→ **INPUT DATA**:

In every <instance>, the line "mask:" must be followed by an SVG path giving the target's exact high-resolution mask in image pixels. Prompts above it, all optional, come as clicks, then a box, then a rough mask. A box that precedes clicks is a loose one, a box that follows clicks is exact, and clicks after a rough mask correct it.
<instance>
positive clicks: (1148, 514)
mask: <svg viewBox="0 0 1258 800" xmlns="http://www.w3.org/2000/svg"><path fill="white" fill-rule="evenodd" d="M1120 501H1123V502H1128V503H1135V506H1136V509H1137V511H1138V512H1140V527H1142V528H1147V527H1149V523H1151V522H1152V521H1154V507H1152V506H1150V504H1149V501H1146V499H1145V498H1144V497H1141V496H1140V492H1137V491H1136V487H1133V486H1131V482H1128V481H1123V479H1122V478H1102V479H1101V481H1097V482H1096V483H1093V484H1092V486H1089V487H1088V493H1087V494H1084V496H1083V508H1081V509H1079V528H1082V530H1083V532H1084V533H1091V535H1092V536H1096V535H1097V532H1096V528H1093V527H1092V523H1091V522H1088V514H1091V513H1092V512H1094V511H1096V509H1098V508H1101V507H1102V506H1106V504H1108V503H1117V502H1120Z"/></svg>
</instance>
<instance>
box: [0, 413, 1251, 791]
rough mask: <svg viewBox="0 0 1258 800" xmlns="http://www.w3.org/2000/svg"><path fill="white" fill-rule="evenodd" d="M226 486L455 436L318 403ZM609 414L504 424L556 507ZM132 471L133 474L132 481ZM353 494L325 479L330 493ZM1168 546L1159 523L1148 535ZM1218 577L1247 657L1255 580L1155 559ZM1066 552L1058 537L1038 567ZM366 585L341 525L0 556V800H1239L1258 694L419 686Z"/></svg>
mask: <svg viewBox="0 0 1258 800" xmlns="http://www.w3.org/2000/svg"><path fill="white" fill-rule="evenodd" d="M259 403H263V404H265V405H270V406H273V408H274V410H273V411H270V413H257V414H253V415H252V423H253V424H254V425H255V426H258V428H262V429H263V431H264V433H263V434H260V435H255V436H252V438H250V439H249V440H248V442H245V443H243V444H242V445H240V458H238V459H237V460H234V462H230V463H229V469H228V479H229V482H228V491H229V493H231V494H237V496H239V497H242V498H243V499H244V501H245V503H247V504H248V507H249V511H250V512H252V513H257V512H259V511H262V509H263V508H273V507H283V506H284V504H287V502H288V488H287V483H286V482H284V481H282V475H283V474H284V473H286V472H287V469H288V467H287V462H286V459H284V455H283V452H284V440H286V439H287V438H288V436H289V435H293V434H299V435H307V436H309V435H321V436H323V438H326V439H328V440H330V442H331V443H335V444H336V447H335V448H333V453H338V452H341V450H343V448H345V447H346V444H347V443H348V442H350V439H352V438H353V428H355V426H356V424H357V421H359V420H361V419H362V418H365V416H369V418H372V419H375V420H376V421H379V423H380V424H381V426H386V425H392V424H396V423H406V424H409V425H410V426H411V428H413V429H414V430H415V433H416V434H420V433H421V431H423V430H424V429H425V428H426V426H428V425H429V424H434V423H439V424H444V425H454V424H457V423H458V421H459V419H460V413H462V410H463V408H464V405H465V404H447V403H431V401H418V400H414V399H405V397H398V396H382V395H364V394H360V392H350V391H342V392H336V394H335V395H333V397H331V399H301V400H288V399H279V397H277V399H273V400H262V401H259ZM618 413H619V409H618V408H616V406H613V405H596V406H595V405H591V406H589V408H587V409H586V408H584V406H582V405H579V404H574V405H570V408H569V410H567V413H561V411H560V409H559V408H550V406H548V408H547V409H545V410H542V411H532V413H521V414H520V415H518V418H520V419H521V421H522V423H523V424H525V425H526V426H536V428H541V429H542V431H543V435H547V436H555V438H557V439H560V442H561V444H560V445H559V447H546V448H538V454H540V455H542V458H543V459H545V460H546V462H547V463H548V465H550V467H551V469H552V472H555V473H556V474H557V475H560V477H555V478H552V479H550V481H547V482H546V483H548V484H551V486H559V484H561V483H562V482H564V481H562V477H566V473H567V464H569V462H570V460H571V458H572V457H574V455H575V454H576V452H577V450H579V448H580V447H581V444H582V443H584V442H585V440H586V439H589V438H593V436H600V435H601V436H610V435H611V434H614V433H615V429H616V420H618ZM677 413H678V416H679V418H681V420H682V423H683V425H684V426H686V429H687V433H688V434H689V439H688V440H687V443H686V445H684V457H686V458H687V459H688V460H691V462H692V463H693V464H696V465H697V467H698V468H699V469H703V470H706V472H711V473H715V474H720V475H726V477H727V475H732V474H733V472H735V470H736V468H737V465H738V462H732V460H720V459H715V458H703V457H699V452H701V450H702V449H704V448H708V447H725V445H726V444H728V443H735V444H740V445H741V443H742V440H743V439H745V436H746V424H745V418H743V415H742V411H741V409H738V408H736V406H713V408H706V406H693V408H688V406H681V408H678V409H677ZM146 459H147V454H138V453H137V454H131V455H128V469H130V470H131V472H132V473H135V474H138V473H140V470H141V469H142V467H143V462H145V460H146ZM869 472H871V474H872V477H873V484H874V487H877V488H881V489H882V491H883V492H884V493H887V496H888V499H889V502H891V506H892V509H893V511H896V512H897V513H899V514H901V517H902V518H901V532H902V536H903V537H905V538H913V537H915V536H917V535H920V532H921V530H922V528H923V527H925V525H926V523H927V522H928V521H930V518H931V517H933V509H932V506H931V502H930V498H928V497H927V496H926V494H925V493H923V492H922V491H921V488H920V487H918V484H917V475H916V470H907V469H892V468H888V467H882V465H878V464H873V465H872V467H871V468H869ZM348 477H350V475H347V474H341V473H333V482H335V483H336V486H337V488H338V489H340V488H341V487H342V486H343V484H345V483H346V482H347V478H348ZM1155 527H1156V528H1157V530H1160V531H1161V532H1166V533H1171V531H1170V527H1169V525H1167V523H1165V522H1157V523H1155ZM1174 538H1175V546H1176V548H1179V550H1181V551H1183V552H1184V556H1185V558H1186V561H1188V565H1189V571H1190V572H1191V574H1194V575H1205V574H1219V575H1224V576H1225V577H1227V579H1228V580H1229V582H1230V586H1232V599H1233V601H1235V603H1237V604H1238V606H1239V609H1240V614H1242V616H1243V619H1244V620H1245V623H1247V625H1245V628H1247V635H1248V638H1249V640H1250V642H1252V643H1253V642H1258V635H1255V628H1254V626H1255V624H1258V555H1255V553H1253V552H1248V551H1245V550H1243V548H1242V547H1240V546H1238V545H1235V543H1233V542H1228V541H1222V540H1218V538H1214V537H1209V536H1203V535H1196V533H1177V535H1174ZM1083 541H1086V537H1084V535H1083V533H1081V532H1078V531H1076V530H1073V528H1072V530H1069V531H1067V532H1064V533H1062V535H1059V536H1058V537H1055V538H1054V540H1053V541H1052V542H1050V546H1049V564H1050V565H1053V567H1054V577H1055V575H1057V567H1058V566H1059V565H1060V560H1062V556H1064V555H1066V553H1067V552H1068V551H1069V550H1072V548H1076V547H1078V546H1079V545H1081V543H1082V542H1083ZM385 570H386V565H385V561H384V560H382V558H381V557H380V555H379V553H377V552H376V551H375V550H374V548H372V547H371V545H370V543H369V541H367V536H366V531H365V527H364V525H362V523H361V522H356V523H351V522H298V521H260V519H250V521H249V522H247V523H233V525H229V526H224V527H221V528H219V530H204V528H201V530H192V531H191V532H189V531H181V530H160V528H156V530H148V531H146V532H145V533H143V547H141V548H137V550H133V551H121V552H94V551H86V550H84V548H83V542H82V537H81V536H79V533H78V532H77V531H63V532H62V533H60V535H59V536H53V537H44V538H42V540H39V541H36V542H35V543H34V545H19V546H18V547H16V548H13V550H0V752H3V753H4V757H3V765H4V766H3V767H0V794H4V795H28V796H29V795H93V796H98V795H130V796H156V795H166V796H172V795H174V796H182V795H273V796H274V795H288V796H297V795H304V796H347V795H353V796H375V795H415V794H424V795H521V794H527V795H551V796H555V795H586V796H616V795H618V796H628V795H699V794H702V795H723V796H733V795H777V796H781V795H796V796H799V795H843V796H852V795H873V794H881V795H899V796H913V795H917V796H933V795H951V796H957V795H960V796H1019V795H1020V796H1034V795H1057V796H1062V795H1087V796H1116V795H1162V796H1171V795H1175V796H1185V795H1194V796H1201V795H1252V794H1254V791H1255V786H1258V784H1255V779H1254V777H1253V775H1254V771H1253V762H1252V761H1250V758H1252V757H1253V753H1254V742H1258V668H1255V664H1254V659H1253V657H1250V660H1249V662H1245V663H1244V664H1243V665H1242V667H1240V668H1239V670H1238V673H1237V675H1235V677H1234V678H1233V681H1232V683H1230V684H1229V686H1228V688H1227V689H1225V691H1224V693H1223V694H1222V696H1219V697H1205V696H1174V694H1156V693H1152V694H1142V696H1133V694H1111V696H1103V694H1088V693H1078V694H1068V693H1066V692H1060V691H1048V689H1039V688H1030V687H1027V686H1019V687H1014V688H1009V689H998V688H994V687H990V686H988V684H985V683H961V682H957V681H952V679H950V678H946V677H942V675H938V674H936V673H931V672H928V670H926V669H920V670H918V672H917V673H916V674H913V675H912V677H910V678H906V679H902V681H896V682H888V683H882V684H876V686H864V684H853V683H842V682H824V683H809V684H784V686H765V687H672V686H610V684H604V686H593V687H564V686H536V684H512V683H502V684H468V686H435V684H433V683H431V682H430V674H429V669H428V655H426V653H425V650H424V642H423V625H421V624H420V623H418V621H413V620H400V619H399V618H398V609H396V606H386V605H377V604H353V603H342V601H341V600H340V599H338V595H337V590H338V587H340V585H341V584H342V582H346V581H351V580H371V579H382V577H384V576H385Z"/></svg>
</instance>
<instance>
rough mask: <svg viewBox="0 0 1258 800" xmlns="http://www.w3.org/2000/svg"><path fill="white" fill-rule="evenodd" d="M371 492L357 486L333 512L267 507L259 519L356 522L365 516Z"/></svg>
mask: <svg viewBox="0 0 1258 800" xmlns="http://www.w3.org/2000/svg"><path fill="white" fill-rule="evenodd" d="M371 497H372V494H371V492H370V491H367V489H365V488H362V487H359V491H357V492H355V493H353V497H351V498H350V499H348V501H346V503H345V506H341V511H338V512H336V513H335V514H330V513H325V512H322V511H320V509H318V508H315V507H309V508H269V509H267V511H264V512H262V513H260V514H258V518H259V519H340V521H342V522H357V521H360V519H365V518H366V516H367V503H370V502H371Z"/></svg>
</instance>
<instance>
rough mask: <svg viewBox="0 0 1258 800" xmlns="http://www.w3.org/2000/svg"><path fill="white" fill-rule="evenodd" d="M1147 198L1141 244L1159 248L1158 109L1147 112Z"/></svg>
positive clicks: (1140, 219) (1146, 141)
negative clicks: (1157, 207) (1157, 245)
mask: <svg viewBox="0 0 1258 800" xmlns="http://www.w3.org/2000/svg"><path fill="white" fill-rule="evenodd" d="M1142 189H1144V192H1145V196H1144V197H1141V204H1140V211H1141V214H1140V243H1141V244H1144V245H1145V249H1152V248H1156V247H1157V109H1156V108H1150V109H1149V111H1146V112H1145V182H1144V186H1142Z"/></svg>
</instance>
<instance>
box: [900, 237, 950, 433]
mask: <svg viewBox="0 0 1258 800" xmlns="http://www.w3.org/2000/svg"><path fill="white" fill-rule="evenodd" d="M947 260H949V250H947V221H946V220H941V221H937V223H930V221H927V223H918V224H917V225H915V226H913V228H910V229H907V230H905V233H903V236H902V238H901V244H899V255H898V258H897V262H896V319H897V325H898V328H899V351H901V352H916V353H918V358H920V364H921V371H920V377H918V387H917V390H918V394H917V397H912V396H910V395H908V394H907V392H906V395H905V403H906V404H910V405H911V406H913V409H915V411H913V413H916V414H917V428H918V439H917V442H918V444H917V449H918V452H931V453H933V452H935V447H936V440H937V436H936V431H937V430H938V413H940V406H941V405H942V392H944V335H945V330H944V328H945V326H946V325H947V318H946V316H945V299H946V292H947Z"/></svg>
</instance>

→ **EXERCISE GOAL**: Lines from the one holding "negative clicks: (1157, 207) (1157, 245)" through the last line of the material are to be repeated exactly; no other lines belong in the answer.

→ **ANSWER SPACE**:
negative clicks: (1157, 207) (1157, 245)
mask: <svg viewBox="0 0 1258 800" xmlns="http://www.w3.org/2000/svg"><path fill="white" fill-rule="evenodd" d="M1142 189H1144V192H1145V196H1144V197H1141V204H1140V211H1141V214H1140V243H1141V244H1144V245H1145V249H1152V248H1156V247H1157V109H1156V108H1150V109H1149V111H1146V112H1145V182H1144V186H1142Z"/></svg>
</instance>
<instance>
box: [900, 237, 950, 433]
mask: <svg viewBox="0 0 1258 800" xmlns="http://www.w3.org/2000/svg"><path fill="white" fill-rule="evenodd" d="M947 260H949V250H947V221H946V220H941V221H937V223H930V221H927V223H918V224H917V225H915V226H913V228H910V229H907V230H905V233H903V236H902V238H901V244H899V255H898V258H897V262H896V319H897V325H898V328H899V351H901V352H916V353H918V358H920V364H921V371H920V377H918V387H917V390H918V394H917V397H912V396H910V395H908V394H907V392H906V395H905V403H906V404H910V405H911V406H913V409H915V411H913V413H916V414H917V428H918V439H917V442H918V444H917V449H918V452H931V453H933V452H935V447H936V440H937V436H936V431H937V430H938V413H940V406H941V405H942V392H944V335H945V330H944V328H945V326H946V325H947V318H946V316H945V299H946V292H947Z"/></svg>
</instance>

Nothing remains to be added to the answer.